# Do this:
Swap every "Locate" in the lines below for "Find", leaving everything else unchanged.

(Stored items from a collection)
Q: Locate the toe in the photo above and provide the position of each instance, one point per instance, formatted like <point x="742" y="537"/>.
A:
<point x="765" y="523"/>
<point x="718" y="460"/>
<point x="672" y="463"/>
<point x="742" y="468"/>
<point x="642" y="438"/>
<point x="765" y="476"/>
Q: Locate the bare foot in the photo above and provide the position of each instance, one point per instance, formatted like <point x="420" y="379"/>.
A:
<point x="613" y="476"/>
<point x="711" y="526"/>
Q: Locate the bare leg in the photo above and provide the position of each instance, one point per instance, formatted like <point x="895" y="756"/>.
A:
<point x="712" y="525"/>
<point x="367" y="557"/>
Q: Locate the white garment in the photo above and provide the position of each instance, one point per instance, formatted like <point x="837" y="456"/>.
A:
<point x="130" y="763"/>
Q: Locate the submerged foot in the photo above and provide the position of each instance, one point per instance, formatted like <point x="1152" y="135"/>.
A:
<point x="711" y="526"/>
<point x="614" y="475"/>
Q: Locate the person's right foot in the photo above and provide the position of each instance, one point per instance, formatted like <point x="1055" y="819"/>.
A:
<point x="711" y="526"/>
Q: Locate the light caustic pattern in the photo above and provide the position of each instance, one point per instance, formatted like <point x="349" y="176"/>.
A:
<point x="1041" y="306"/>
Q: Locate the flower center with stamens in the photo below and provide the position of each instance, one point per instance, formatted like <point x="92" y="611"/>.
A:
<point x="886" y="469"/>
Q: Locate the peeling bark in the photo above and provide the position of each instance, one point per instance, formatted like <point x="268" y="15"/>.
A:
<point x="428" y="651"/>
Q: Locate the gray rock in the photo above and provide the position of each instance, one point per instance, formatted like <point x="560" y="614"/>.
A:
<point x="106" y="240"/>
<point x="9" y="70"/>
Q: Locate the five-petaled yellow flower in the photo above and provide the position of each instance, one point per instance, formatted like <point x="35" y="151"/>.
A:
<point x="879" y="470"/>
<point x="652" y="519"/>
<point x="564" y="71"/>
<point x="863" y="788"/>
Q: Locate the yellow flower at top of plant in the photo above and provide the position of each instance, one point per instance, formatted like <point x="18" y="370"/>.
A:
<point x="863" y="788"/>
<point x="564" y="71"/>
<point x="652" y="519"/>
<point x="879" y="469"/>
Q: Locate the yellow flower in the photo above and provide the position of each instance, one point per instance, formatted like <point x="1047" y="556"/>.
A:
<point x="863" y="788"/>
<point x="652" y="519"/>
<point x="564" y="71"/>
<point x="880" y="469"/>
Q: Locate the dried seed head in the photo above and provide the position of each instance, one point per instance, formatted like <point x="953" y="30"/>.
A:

# Output of the exercise:
Q: Find the toe in the photo above and provide the position of each instance, one point per instance, formatted like <point x="742" y="537"/>.
A:
<point x="765" y="523"/>
<point x="718" y="460"/>
<point x="672" y="463"/>
<point x="742" y="468"/>
<point x="642" y="438"/>
<point x="765" y="476"/>
Q: Find the bare foot in the photo above and provide the position of each instance, one point per instance, formatted like <point x="420" y="379"/>.
A:
<point x="613" y="476"/>
<point x="711" y="526"/>
Q: Find the bare leg in the photo above and provide the position of each instance, one point per instance, formatted like <point x="895" y="756"/>.
A:
<point x="712" y="525"/>
<point x="367" y="557"/>
Q: Find the white garment in the photo above and provide the position of each instance, one point per instance, formatted like <point x="837" y="456"/>.
A:
<point x="130" y="763"/>
Q: Find the submerged foot in the photo above and provide the position of each instance, one point per instance, formatted like <point x="1152" y="135"/>.
A:
<point x="711" y="526"/>
<point x="614" y="475"/>
Q: Find the person's right foot in the photo above and provide the position of each instance, one point per instance, formatted like <point x="1055" y="819"/>.
A:
<point x="711" y="526"/>
Q: Find the light caustic pattern in the photo above and provide the position of each instance, one point per instance, formatted like <point x="349" y="176"/>.
A:
<point x="1041" y="306"/>
Q: Find the flower center with stamens in the photo below and provide the position of each instance, one point per instance, formatted like <point x="92" y="611"/>.
A:
<point x="886" y="469"/>
Q: Find the peeling bark in the photo above and provide the position of each instance, one point per instance, formatted like <point x="268" y="15"/>.
A:
<point x="428" y="651"/>
Q: Find the gray rock in the photo above and provide the position of each instance, one point per instance, formatted like <point x="560" y="614"/>.
A:
<point x="106" y="240"/>
<point x="9" y="70"/>
Q: Find the five-petaled yellow flower in the photo above and provide the position of each instance, one point per instance, formatted like <point x="35" y="151"/>.
A:
<point x="879" y="470"/>
<point x="652" y="519"/>
<point x="564" y="71"/>
<point x="863" y="788"/>
Q: Find the yellow flower at top of plant in the photo above and provide the position of each instance, one point per instance, formatted like <point x="18" y="370"/>.
A:
<point x="863" y="788"/>
<point x="564" y="71"/>
<point x="652" y="519"/>
<point x="879" y="469"/>
Q: Find the yellow flower in the photo above and provide the position of each instance, one point per instance, formatted like <point x="1047" y="556"/>.
A:
<point x="863" y="788"/>
<point x="652" y="519"/>
<point x="564" y="71"/>
<point x="880" y="469"/>
Q: Find the dried seed head in the photo above and provide the position of each instance, one point per instance, formatted like <point x="953" y="30"/>.
A:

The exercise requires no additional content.